**PROBLEM STATEMENT**. Write out, word for word, the line that contains "For every instance of the glass" and each line after it down to the last line of the data below. Include nothing more.
____________________
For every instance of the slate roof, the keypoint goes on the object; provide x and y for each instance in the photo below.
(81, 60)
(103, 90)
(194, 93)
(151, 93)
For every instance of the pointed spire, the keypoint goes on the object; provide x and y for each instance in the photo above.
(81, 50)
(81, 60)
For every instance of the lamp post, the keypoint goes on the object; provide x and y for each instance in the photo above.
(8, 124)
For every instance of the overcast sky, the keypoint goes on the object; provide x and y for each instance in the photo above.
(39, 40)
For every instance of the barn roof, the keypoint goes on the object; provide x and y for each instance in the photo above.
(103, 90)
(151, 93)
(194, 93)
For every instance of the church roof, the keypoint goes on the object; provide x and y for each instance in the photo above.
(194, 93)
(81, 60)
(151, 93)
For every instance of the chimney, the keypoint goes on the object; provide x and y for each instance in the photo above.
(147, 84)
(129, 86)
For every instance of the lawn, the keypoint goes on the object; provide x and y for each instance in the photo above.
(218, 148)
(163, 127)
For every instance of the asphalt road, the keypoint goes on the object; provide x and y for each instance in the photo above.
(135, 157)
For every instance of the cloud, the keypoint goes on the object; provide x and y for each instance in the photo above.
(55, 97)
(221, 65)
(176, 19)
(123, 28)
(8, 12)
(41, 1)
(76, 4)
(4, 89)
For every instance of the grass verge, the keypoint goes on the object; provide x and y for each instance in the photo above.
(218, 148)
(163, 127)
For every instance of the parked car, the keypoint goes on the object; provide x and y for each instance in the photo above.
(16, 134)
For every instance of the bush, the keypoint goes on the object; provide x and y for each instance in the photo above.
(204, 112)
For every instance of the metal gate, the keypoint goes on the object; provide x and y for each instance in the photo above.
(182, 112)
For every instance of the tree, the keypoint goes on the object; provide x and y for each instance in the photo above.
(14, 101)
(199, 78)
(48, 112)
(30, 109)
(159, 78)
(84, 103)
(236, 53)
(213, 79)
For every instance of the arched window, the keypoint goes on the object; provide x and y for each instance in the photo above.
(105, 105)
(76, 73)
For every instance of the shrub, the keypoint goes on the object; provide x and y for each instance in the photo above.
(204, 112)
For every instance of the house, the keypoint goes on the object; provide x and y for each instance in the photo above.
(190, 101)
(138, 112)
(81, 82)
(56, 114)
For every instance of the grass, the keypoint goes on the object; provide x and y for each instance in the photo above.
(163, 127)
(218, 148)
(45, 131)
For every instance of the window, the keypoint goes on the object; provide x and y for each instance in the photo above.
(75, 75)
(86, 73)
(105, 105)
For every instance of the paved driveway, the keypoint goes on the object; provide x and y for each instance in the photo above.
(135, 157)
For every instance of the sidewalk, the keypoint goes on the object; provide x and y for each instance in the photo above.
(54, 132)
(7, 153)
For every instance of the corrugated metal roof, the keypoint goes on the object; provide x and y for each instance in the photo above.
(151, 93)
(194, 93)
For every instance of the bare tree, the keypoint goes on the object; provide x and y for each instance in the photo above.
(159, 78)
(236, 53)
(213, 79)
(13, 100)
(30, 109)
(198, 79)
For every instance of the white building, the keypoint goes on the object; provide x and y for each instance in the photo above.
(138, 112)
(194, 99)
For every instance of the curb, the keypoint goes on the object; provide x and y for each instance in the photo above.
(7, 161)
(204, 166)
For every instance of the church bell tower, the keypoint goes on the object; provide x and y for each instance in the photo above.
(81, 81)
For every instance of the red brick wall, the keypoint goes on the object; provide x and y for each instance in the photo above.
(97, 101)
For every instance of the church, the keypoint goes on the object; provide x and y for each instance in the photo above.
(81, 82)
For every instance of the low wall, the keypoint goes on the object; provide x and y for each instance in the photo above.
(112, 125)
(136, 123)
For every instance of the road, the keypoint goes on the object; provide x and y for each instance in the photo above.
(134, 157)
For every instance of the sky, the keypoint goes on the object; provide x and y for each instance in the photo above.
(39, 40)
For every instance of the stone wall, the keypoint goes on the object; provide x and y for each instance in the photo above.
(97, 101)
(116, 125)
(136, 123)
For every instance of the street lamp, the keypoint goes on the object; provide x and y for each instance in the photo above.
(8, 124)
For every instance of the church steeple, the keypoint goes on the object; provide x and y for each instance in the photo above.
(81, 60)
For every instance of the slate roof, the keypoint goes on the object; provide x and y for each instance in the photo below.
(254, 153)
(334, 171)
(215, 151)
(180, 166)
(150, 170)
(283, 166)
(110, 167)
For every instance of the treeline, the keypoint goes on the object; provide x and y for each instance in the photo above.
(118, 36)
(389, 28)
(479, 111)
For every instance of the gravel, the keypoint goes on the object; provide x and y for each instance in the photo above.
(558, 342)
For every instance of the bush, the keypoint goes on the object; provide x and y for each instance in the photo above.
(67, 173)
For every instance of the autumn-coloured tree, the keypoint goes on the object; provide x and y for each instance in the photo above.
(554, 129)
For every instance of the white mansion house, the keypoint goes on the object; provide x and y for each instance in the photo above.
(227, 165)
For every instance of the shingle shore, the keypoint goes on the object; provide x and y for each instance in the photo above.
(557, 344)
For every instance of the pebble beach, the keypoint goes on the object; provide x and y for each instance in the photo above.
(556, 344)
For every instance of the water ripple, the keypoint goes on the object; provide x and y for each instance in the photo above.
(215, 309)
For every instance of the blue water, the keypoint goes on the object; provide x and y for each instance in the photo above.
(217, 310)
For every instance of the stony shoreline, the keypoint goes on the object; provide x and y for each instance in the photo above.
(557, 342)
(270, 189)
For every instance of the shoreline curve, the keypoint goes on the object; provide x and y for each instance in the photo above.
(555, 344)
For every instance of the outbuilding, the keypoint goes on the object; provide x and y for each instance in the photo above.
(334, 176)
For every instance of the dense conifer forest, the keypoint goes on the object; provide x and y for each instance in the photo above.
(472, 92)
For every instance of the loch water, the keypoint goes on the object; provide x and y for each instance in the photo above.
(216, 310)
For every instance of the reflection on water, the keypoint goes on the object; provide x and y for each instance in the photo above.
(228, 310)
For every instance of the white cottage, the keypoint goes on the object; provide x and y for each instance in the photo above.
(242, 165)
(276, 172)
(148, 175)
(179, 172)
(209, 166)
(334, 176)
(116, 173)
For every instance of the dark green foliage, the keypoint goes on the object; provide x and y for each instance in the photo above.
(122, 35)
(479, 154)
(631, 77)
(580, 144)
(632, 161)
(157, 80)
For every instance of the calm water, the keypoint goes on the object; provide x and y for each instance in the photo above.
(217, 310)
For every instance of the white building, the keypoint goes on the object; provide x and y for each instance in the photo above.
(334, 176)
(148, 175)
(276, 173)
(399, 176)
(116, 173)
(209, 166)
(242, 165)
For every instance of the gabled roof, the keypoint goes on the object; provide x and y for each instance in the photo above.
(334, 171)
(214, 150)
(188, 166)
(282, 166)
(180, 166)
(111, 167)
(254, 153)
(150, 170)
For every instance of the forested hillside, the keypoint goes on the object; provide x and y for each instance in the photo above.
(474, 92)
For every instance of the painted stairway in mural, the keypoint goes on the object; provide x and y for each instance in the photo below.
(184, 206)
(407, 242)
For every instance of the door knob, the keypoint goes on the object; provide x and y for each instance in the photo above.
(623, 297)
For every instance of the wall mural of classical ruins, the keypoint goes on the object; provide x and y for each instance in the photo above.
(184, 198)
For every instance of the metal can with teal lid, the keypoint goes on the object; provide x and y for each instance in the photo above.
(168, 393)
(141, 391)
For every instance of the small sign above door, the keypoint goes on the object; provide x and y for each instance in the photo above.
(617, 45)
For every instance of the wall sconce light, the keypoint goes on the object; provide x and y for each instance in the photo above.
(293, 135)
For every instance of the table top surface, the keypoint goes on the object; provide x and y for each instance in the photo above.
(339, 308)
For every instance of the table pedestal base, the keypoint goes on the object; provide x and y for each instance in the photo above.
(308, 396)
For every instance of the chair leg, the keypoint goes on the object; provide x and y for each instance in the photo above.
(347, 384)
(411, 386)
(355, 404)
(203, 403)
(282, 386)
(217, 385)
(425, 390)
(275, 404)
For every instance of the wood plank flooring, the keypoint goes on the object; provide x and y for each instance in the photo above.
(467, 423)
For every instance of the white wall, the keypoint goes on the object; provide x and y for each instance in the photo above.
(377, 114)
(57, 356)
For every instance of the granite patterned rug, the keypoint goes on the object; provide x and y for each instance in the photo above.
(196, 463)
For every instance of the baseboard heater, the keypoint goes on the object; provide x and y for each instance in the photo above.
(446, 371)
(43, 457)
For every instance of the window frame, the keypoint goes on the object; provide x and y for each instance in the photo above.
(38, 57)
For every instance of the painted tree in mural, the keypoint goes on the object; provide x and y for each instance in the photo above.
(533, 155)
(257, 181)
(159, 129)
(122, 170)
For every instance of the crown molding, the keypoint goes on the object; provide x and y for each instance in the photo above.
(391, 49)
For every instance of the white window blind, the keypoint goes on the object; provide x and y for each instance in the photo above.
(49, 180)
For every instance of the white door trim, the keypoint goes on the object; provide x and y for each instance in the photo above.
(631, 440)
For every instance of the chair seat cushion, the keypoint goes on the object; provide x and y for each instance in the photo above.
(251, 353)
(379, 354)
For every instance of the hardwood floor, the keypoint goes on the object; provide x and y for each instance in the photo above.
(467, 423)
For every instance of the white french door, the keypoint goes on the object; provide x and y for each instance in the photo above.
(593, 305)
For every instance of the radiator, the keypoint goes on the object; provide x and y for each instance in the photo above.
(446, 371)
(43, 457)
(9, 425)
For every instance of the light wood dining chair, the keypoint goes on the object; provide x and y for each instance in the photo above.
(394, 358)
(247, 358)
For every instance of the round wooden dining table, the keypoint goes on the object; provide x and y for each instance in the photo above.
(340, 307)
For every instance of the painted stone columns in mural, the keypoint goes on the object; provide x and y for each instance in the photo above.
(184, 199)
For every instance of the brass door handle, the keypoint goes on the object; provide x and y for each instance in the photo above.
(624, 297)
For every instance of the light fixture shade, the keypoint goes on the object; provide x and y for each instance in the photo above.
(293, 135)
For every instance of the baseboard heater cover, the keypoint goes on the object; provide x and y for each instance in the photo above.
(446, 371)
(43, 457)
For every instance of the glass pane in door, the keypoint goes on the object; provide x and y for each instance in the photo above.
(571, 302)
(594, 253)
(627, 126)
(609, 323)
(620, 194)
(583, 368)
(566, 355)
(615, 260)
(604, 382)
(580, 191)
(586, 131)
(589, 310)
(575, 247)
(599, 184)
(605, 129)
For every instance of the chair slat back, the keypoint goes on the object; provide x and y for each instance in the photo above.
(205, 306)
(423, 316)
____________________
**RESPONSE FOR THIS EXERCISE**.
For every instance of the glass pane in door, the keypoint goes on the object; provide x and y for each instance in the photo above.
(571, 302)
(594, 253)
(627, 126)
(609, 323)
(620, 194)
(583, 368)
(566, 355)
(615, 260)
(604, 382)
(580, 191)
(586, 131)
(589, 310)
(575, 247)
(599, 184)
(605, 129)
For every instance of the chair slat back, the keypoint goes on the object; provide x and y for each instance in the photo above.
(205, 306)
(423, 316)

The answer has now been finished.